→ Task to complete
Extend the text on primary hepatocytes, beginning right after its final sentence.
Top of Text
Primary hepatocytes are the main functional cells of the liver, known as parenchymal cells, and they constitute up to 80% of the liver’s volume. These specialized cells are responsible for nearly all of the organ’s diverse biochemical activities, which are fundamental for maintaining the body’s internal balance. Their unique structure and comprehensive metabolic capacity make them valuable not only for natural physiological processes but also for modern scientific investigation, particularly in the study of drug interactions and liver disease. Their use in the laboratory allows researchers to accurately model human liver function in a controlled environment, offering predictive insights into how the body processes pharmaceuticals and toxins.
The Liver’s Engine Room
Hepatocytes perform an extensive range of metabolic and synthetic functions that are necessary for life, acting as the central processing unit for nutrients and waste products entering the bloodstream. One of their principal roles involves regulating the body’s energy supply through carbohydrate metabolism, such as storing glucose as glycogen and releasing it through gluconeogenesis during periods of fasting. They are also heavily involved in lipid metabolism, oxidizing fatty acids for energy and synthesizing cholesterol, phospholipids, and bile acids.
Bottom of Text
Top of Records supplied
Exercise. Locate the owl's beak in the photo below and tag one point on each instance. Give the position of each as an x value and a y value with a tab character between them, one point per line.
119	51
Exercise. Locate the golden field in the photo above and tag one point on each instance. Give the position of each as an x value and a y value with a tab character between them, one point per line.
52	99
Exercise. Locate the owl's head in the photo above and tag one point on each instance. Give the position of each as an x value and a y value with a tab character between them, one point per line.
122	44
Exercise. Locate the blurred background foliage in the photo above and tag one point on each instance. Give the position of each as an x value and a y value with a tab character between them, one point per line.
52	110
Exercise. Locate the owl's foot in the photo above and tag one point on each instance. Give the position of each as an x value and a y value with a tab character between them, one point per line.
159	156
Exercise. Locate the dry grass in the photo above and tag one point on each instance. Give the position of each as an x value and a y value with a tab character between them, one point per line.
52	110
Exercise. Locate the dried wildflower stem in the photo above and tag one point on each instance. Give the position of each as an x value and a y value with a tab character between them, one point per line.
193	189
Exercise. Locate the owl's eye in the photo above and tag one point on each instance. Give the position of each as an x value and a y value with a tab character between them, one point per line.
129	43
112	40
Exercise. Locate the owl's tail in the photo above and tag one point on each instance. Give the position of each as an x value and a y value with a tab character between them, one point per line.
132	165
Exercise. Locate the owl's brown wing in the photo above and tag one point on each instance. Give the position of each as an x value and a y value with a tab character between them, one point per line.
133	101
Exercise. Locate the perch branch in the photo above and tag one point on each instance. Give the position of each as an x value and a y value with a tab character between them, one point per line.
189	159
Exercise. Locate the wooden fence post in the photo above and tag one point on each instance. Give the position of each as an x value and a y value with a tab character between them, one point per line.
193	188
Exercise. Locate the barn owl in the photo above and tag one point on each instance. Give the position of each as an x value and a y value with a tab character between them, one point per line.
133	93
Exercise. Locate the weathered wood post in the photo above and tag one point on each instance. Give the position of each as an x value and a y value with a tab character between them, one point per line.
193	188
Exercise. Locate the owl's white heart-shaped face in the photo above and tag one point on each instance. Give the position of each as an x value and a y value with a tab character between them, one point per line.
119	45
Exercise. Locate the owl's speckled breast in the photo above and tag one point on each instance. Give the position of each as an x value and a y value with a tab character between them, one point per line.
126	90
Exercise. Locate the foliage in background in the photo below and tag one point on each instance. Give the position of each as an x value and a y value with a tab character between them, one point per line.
Bottom of Records supplied
→ Result of the exercise
The cells are the site of synthesis for numerous plasma proteins, including albumin, which helps maintain osmotic pressure, and various clotting factors necessary for blood coagulation. Hepatocytes execute the complex process of detoxification, where they metabolize both external substances (xenobiotics like drugs) and internal compounds (e.g., ammonia) to render them less harmful. This biotransformation process typically occurs in two phases, preparing the substances for excretion from the body in the bile or urine.
The Gold Standard for Drug Testing
Due to their comprehensive physiological functions, primary human hepatocytes are considered the most accurate in vitro model for predicting how the human body will process a new drug. These cells retain the full complement of liver-specific enzymes, most notably the Cytochrome P450 (CYP) enzyme system, which is responsible for metabolizing approximately 50% of all therapeutic drugs. Other simpler cell models often lack the complete expression of these complex enzyme pathways, leading to less reliable data.
The cells are extensively used in Absorption, Distribution, Metabolism, and Excretion (ADME) studies to determine a drug’s clearance rate and identify its metabolites. By exposing the hepatocytes to drug candidates, researchers can predict potential Drug-Drug Interactions (DDI) that might occur when multiple medications compete for the same metabolic enzymes. Hepatocytes also serve as the industry benchmark for assessing Drug-Induced Liver Injury (DILI), a major cause of drug failure during clinical trials and post-market withdrawal. The ability of these primary cells to replicate the liver’s complex reactions to toxicity makes them essential for early safety screening.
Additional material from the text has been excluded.